(Stored data)
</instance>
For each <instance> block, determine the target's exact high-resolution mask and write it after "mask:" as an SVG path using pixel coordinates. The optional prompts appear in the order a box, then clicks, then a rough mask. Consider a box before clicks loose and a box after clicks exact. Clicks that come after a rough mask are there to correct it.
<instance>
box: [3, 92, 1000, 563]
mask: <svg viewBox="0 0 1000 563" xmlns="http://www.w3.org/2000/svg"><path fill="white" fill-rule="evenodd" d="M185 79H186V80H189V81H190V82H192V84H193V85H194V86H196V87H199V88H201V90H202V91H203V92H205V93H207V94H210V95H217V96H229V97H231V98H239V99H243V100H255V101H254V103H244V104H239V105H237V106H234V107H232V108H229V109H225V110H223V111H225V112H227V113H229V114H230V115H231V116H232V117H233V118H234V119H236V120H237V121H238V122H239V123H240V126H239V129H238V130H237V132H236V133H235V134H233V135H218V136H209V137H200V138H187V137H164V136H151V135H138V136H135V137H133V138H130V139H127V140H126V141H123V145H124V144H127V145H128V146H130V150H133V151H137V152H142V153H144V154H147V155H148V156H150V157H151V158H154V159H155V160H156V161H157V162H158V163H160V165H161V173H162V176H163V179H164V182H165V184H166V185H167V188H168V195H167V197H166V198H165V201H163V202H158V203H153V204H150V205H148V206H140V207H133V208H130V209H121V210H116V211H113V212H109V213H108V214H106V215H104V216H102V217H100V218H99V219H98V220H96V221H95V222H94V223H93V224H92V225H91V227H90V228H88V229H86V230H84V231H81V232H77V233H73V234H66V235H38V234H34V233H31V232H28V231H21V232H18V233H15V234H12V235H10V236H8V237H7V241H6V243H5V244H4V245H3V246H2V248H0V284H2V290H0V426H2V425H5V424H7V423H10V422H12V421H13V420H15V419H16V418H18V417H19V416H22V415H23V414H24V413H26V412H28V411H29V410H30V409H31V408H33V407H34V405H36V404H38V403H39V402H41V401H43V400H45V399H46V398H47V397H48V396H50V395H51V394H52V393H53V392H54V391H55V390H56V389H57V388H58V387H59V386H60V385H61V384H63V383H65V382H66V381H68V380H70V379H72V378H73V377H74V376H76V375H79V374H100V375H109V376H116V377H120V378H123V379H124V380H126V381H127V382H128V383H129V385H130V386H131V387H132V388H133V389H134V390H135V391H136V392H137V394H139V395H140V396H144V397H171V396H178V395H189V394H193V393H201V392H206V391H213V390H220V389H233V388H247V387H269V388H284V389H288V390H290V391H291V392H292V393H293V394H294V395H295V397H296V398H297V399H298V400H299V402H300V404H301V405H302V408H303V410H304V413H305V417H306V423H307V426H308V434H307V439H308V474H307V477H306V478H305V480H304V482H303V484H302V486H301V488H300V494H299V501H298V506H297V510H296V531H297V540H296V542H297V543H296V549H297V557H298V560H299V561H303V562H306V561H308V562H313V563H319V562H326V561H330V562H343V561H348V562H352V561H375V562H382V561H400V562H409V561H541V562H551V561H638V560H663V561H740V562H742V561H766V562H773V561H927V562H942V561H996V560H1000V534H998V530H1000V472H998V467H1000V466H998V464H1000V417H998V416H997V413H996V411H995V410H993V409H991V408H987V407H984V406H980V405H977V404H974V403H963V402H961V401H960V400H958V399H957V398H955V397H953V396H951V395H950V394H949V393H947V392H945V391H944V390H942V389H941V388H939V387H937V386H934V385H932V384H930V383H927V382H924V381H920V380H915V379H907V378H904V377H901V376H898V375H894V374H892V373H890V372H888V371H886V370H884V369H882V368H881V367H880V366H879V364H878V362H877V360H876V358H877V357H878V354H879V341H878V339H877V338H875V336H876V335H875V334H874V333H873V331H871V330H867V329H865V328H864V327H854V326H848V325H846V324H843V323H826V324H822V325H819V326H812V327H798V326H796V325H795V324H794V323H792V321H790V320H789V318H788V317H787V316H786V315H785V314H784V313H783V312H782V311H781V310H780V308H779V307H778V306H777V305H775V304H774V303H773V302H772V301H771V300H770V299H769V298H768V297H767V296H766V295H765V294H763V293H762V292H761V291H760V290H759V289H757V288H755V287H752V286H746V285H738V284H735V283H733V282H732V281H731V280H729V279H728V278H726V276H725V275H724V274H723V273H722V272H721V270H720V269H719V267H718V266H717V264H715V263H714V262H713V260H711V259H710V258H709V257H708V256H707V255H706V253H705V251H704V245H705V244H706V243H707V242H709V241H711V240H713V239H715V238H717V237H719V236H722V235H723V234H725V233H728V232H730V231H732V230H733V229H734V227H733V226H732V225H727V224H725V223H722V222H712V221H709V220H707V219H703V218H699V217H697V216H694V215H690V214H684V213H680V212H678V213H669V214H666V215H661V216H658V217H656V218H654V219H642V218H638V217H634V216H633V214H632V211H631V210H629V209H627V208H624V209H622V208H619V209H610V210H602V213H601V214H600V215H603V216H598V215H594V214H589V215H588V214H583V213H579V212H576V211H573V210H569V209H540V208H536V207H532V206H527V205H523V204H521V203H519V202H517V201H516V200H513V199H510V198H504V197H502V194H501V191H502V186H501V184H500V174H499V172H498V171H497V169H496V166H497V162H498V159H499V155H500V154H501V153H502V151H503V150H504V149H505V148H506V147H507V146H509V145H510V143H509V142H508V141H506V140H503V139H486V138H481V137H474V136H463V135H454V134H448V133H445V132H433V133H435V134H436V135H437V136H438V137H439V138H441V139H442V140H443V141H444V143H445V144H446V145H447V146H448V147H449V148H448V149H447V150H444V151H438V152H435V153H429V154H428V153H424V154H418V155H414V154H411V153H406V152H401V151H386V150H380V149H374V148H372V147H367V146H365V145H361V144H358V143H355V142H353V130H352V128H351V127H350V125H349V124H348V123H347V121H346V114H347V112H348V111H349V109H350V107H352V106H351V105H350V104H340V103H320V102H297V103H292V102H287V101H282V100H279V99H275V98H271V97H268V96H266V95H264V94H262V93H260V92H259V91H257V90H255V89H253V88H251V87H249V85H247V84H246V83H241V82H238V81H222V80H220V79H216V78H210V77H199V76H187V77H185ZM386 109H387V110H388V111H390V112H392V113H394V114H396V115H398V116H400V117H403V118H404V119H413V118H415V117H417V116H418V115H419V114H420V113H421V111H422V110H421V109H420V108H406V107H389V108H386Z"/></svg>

**Try it**
Copy the records from the start through the line containing "box: [3, 92, 1000, 563]", inclusive, replacing "rough mask" with "coarse mask" and leaving everything else unchanged.

**Result below**
</instance>
For each <instance> block, determine the target's exact high-resolution mask and write it after "mask:" as an SVG path using pixel coordinates. The optional prompts appear in the order a box, then clicks, then a coarse mask. Consider a box before clicks loose and a box after clicks exact. Clicks that come after a coarse mask are there to correct it.
<instance>
box: [3, 92, 1000, 563]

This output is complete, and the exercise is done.